WHAT THE TASK ASKS:
From top to bottom, restate the entries below word for word.

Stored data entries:
===============
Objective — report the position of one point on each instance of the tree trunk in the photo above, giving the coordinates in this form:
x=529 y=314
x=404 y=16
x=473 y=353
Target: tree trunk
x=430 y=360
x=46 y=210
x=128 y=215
===============
ANSWER SPACE:
Objective — report the position of one point on each instance of the tree trunk in the photo above, giving the coordinates in this form:
x=529 y=314
x=404 y=16
x=473 y=353
Target: tree trunk
x=430 y=360
x=46 y=210
x=128 y=215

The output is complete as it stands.